Путь Жуковского к синтезу различных сфер бытия и разнообразных форм рефлексии открывал новые перспективы для элегической поэзии. Происходило ее интонационное обогащение за счет подключения приемов ораторского красноречия, медитаций этико-философского и эстетического характера. «Весь мир в мою теснился грудь» и «все к размышленью здесь влечет невольно нас» — эти положения Жуковского предвосхищали особый мир исторических элегий Батюшкова и в особенности молодого Пушкина. Пушкинские «Воспоминания в Царском Селе» и «Деревня» генетически связаны с открытиями Жуковского.
Факт почти одновременного появления «Воспоминаний в Царском Селе» Пушкина и «Славянки» Жуковского глубоко показателен. Для Пушкина сам принцип движения картин, синтеза живых впечатлений природы и исторических воспоминаний оказался плодотворным. «Здесь каждый шаг в душе рождает Воспоминанья прежних лет» - эта творческая установка молодого поэта соединяет поэтические принципы Жуковского в «Славянке»: «что шаг, то новая в глазах моих картина» и «все к размышленью здесь влечет невольно нас». Панорама событий, проходящая перед взором задумавшегося росса, ожившие памятники Царского Села, свидетели боевой славы России, - все это соотносится не только с мыслями автора «Славянки», но и с картинами «Певца во стане русских воинов». Элегия, обогащаясь историко-философской проблематикой, впитывая ораторские интонации, обретает большую эпичность. Неслучайно исследователи говорят о рождении в это время исторической, монументальной, эпической элегии.

## ВЫПОЛНИТЕ ЗАДАНИЯ
• A. Какие произведения Пушкина, согласно тексту о Жуковском, генетически связаны с открытиями Жуковского?
• B. Перепечатайте фрагмент текста о Жуковском между словами «Путь Жуковского к» и «с открытиями Жуковского.» включительно.
• C. Объясните на основе текста о Жуковском, почему исследователи говорят о рождении в это время исторической, монументальной, эпической элегии.
Материал для работы не понадобится.

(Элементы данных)
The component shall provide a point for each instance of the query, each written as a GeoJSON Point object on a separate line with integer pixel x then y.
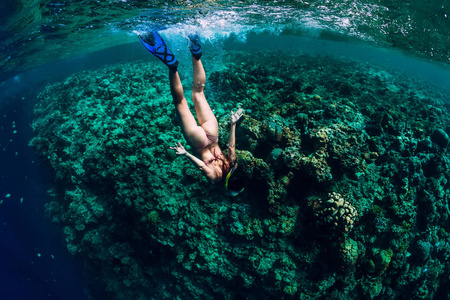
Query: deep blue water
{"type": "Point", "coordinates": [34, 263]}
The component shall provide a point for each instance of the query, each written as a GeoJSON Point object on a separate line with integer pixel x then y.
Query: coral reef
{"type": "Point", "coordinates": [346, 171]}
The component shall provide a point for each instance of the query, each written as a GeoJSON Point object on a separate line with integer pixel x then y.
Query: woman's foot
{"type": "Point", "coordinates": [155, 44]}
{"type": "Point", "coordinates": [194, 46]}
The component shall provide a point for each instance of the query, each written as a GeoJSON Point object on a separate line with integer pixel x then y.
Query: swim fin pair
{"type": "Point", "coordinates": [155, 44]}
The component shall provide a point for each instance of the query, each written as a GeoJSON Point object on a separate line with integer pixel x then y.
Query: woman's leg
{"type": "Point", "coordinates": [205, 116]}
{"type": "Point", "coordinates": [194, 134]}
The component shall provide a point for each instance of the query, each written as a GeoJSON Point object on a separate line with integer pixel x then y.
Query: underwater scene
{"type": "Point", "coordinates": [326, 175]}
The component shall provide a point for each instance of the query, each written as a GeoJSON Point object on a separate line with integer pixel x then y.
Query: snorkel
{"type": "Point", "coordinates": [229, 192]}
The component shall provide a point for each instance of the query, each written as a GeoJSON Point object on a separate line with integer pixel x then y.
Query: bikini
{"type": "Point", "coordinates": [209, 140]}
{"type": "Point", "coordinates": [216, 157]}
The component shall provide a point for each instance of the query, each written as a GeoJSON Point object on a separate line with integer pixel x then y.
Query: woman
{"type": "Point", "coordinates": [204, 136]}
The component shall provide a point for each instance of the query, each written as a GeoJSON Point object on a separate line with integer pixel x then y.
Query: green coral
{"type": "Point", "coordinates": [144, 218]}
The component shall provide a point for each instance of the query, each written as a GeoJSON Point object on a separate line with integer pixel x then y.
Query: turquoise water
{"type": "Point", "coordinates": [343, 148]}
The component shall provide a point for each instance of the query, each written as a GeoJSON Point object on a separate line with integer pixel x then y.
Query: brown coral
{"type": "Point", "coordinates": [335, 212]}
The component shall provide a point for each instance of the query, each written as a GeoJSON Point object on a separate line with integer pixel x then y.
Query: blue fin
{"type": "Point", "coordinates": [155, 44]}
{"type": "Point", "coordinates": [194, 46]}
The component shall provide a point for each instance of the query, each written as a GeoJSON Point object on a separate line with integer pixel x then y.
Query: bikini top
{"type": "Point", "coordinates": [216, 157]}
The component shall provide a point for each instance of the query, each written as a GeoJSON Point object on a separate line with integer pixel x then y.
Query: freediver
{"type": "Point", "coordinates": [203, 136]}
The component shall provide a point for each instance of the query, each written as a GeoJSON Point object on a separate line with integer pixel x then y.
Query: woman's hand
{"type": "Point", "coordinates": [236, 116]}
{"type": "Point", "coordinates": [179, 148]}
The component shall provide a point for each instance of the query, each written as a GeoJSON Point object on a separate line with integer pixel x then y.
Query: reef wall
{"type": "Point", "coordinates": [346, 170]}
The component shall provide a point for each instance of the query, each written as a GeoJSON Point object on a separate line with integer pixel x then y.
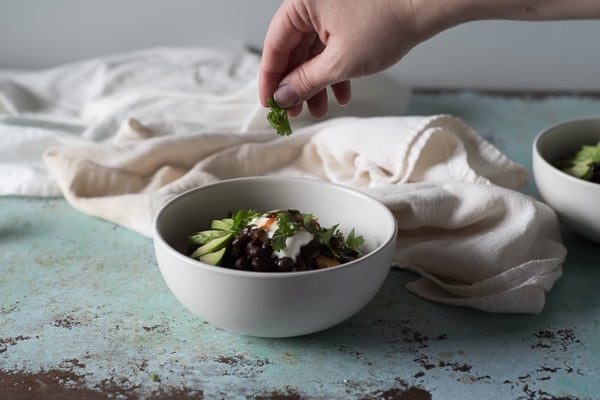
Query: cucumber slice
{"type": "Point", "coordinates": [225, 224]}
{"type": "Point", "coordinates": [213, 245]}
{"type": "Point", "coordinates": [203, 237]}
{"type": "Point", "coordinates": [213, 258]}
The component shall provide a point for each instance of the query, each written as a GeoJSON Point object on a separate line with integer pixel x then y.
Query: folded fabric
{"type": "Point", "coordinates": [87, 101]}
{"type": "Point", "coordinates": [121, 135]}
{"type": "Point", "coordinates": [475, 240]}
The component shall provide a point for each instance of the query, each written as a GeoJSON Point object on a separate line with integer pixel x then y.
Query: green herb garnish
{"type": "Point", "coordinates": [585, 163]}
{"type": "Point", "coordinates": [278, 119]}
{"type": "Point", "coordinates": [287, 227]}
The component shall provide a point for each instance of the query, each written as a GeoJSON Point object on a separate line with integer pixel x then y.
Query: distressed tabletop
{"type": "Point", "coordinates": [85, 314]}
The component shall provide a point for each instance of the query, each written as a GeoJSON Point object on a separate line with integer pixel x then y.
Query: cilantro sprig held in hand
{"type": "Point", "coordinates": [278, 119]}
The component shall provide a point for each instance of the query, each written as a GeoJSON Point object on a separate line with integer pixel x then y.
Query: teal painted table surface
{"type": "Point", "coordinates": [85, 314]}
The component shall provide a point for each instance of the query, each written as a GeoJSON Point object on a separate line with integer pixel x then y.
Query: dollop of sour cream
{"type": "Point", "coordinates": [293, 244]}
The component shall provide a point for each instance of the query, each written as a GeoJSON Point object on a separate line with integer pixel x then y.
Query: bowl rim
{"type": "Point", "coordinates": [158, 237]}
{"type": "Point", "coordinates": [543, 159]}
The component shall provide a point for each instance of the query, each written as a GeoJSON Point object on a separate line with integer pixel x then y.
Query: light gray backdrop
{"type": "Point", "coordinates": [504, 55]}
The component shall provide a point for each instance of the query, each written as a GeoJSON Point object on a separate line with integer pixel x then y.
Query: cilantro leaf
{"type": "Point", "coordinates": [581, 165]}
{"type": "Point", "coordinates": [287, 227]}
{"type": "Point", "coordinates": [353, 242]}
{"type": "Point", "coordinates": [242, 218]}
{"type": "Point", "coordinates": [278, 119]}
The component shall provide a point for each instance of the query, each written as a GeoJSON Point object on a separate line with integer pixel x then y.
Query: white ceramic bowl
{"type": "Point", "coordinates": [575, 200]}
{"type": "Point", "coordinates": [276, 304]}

--

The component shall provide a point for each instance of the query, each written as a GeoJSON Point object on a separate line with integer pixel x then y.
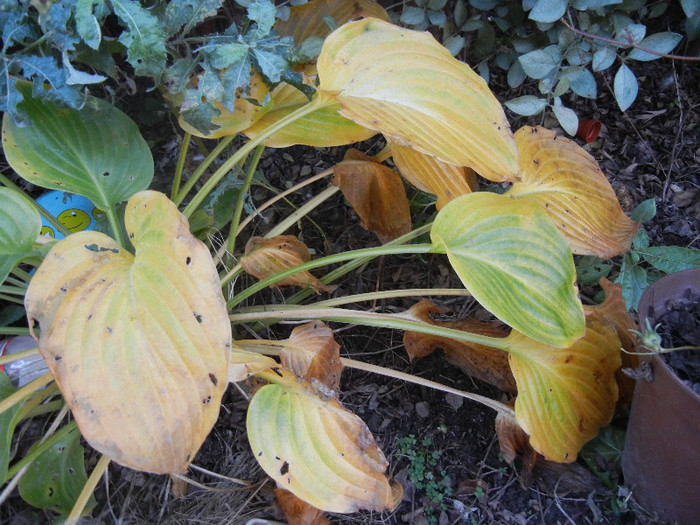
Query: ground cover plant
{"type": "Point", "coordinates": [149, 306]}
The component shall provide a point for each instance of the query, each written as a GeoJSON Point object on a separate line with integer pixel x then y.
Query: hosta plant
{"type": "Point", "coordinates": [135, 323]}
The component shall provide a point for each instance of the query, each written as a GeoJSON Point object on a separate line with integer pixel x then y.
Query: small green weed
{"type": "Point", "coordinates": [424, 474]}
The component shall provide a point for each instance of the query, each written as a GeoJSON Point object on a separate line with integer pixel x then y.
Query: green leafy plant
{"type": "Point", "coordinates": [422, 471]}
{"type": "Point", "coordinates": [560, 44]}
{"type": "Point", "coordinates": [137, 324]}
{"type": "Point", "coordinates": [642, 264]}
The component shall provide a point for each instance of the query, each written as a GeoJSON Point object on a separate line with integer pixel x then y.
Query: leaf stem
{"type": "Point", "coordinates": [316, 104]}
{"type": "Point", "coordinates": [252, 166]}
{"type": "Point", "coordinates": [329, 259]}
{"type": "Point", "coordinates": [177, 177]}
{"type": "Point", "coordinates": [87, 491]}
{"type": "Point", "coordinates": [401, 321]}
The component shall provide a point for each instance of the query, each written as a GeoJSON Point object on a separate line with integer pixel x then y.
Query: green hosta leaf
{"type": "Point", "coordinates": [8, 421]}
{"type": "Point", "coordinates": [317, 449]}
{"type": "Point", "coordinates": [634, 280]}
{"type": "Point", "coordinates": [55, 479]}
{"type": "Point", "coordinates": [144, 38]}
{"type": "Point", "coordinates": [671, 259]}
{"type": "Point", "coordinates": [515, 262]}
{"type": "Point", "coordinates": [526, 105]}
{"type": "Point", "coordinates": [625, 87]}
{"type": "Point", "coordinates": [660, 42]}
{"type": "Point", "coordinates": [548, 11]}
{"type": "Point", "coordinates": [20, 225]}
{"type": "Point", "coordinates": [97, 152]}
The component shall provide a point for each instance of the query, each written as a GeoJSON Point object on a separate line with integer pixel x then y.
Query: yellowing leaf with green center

## ОТВЕТЫ
• A. «Воспоминания в Царском Селе» и «Деревня».

• B.
Путь Жуковского к синтезу различных сфер бытия и разнообразных форм рефлексии открывал новые перспективы для элегической поэзии. Происходило ее интонационное обогащение за счет подключения приемов ораторского красноречия, медитаций этико-философского и эстетического характера. «Весь мир в мою теснился грудь» и «все к размышленью здесь влечет невольно нас» — эти положения Жуковского предвосхищали особый мир исторических элегий Батюшкова и в особенности молодого Пушкина. Пушкинские «Воспоминания в Царском Селе» и «Деревня» генетически связаны с открытиями Жуковского.

• C. Элегия обогащается историко-философской проблематикой и впитывает ораторские интонации. Благодаря этому она обретает большую эпичность.